Set out the entries as a Markdown table with the columns Row and Entry line, starting at the line containing "point per instance: train roof" and ending at the last line of the entries. Leave out any blank lines.

— begin Provided records —

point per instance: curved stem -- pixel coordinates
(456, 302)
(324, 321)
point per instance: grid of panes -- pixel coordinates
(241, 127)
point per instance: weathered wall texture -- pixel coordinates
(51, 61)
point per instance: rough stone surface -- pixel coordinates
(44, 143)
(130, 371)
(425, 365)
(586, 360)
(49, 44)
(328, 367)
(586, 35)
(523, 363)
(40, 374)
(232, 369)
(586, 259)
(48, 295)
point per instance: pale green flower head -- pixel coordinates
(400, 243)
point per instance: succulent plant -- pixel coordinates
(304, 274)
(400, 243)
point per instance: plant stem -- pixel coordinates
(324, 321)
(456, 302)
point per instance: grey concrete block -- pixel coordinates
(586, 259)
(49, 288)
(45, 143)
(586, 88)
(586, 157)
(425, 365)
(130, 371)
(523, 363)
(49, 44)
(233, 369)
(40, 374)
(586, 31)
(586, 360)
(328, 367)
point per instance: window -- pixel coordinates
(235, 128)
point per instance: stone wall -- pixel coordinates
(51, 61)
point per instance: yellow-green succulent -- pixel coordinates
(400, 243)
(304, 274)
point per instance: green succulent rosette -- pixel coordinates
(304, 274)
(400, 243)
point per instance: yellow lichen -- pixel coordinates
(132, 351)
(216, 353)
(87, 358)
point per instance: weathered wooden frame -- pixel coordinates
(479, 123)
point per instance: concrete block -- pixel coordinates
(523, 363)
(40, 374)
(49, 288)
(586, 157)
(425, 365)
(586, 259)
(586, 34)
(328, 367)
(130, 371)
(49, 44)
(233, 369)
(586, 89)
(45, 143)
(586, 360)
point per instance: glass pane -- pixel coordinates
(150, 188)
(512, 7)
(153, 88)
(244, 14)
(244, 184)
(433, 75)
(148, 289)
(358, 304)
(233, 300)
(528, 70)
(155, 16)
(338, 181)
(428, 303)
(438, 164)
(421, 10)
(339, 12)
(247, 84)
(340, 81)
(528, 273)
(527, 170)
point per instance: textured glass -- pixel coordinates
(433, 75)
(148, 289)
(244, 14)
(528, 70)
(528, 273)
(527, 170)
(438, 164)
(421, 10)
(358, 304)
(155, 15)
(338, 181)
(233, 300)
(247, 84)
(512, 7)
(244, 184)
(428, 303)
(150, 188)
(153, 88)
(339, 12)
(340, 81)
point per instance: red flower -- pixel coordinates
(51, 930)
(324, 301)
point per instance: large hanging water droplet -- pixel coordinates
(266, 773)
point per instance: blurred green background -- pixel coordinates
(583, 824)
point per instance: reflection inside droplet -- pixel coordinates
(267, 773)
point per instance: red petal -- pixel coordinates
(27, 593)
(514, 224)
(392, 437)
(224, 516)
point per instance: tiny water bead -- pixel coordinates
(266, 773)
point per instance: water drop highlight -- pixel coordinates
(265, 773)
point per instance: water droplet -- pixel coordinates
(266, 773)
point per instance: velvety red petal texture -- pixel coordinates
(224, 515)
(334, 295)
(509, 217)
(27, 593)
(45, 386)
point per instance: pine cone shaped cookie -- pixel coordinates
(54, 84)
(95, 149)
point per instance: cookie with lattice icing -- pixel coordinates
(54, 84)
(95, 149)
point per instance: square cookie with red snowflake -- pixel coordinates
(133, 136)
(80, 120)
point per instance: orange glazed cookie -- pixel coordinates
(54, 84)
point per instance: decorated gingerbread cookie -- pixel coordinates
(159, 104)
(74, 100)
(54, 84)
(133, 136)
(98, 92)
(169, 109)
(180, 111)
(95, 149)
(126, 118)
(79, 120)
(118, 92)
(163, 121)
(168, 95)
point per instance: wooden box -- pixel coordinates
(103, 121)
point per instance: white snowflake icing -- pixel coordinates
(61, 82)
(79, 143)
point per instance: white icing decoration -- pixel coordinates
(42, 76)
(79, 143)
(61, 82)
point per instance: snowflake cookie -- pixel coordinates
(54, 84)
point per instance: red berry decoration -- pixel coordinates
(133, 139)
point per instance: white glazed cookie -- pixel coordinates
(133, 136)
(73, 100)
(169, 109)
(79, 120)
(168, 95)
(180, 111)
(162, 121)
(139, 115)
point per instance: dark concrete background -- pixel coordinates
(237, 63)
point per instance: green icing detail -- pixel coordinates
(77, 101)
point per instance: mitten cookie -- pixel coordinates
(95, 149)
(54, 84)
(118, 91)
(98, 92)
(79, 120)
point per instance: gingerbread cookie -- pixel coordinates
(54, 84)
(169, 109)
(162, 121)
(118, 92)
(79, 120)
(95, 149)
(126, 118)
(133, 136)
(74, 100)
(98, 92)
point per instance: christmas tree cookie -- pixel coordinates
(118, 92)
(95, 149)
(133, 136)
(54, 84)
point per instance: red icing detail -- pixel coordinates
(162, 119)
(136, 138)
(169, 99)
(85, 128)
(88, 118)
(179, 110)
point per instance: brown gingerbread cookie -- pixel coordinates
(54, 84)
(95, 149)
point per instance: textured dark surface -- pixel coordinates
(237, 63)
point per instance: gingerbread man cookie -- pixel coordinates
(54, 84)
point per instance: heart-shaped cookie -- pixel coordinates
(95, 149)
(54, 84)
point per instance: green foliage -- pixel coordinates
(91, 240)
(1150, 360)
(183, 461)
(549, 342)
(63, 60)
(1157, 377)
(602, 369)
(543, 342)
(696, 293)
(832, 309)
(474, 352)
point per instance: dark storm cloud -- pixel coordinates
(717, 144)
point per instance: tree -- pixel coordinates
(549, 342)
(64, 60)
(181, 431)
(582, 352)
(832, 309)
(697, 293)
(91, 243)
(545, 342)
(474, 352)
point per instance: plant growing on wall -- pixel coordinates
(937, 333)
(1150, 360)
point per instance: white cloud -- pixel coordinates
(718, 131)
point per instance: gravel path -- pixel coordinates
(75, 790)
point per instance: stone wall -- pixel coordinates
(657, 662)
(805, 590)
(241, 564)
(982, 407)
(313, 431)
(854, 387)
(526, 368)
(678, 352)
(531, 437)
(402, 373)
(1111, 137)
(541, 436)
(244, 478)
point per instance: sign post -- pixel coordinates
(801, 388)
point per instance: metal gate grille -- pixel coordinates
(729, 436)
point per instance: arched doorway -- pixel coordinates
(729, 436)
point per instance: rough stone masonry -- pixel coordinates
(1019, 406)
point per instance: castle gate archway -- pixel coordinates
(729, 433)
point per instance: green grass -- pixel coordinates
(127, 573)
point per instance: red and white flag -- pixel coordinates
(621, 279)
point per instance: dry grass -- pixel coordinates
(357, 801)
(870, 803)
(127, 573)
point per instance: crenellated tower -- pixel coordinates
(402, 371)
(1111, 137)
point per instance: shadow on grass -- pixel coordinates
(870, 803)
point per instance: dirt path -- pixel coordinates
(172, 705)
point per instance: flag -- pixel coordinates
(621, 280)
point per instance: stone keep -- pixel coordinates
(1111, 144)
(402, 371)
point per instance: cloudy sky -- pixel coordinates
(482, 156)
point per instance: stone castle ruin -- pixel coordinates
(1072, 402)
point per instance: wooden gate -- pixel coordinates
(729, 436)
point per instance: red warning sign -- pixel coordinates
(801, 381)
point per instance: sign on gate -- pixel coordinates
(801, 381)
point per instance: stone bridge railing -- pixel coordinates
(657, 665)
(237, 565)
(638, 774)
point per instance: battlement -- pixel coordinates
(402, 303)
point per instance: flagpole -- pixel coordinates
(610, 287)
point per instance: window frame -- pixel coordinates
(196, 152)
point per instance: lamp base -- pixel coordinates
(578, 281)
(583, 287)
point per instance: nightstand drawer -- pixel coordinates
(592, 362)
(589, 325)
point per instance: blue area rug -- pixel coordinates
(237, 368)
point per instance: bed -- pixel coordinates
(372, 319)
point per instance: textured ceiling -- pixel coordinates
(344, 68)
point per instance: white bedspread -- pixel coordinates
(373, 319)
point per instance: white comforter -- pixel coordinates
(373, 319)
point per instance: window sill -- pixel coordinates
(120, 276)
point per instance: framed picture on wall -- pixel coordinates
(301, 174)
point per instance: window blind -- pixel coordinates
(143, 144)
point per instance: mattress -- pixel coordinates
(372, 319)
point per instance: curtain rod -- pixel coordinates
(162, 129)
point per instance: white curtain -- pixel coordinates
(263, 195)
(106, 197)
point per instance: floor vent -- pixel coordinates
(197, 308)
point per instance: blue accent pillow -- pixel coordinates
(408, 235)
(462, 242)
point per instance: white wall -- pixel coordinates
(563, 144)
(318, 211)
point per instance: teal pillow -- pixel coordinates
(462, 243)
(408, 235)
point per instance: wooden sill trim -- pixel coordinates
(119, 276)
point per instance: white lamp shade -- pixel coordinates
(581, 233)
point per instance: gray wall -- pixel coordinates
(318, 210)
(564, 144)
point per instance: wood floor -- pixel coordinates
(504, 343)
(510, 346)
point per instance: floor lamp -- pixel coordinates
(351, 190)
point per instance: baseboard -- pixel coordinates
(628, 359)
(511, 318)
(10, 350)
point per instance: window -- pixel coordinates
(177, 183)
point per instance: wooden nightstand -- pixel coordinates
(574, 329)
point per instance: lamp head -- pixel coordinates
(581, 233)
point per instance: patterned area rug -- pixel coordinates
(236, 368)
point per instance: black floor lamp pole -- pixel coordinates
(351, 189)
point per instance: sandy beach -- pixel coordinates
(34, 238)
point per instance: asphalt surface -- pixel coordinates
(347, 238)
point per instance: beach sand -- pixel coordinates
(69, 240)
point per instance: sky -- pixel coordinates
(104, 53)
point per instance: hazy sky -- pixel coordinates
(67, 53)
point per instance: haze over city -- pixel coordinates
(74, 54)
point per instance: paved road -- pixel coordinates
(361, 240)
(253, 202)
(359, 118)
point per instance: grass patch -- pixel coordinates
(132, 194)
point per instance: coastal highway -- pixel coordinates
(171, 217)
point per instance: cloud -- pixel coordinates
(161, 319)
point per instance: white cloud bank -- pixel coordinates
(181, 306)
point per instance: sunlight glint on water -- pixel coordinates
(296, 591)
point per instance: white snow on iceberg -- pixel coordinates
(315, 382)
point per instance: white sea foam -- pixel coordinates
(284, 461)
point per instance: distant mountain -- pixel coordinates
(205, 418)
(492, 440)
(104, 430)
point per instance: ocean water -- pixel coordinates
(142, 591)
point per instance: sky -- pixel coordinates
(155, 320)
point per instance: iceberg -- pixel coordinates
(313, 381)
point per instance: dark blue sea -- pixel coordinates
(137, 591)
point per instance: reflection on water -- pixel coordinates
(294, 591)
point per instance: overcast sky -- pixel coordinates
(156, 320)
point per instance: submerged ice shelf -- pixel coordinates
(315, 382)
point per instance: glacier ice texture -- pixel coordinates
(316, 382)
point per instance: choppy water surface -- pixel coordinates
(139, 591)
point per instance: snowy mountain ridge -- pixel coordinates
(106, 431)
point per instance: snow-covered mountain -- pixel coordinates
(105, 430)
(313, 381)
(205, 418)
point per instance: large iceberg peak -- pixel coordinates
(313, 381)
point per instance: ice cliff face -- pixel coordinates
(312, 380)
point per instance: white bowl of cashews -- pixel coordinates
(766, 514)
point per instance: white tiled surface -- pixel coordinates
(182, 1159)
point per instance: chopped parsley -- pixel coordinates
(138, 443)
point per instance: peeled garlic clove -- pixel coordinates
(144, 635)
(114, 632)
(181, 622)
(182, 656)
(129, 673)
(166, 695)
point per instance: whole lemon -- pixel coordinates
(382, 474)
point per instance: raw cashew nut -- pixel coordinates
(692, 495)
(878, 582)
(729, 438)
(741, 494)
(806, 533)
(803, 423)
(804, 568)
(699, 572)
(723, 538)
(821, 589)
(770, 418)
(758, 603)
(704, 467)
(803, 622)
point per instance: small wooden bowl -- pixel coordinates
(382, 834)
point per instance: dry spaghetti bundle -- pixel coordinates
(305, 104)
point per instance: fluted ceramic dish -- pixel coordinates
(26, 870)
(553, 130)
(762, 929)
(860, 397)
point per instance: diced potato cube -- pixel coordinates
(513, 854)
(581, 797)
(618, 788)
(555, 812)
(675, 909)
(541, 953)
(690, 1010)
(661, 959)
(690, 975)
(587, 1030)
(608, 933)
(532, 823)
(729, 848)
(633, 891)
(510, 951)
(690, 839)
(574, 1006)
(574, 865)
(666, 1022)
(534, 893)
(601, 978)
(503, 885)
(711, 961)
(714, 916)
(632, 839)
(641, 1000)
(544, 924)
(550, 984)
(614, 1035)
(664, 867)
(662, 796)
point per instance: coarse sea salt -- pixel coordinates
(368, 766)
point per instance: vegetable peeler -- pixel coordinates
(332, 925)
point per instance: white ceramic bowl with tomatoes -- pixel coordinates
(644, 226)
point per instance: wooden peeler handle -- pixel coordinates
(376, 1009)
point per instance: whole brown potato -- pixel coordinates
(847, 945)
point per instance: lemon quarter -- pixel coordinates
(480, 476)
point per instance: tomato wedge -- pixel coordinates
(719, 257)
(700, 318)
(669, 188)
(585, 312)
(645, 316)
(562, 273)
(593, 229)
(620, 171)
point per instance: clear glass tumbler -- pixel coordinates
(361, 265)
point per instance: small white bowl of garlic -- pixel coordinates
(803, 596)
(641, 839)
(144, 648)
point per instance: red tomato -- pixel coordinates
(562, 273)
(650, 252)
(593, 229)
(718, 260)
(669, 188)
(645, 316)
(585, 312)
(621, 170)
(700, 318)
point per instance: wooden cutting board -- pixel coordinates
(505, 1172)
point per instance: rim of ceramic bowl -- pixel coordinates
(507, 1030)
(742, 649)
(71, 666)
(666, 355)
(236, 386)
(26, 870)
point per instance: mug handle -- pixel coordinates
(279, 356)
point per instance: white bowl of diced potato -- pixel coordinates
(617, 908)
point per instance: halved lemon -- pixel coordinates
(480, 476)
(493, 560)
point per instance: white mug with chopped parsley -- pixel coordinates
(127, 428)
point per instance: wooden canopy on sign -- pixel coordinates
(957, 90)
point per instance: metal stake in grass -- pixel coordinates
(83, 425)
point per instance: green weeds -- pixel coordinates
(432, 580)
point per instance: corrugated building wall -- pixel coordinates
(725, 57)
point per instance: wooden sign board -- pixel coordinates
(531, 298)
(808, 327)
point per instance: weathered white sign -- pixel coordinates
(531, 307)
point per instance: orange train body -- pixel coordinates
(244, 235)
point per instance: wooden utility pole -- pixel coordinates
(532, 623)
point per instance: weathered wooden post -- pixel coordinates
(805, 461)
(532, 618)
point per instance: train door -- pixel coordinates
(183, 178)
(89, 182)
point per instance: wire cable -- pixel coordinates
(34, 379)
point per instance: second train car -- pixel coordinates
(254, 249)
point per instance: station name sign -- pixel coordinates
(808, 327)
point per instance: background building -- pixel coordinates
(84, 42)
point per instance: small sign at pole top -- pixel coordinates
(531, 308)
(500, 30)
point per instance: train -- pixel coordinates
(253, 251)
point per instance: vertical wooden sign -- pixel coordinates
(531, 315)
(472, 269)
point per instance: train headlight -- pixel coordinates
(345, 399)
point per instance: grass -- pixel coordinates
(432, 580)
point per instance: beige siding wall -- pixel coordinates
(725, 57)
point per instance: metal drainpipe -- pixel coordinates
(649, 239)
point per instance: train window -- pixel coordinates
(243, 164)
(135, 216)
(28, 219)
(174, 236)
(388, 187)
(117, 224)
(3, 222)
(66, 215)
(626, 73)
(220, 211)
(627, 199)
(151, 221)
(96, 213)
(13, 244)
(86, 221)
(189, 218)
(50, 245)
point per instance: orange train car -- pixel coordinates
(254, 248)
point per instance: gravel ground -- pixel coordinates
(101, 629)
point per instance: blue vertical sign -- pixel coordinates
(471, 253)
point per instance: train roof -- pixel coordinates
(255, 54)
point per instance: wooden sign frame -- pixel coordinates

— end Provided records —

▸ Result:
| Row | Entry line |
|---|---|
| 1 | point per instance: train roof -- pixel coordinates |
| 2 | (255, 54) |
| 3 | point per instance: wooden sign frame -- pixel coordinates |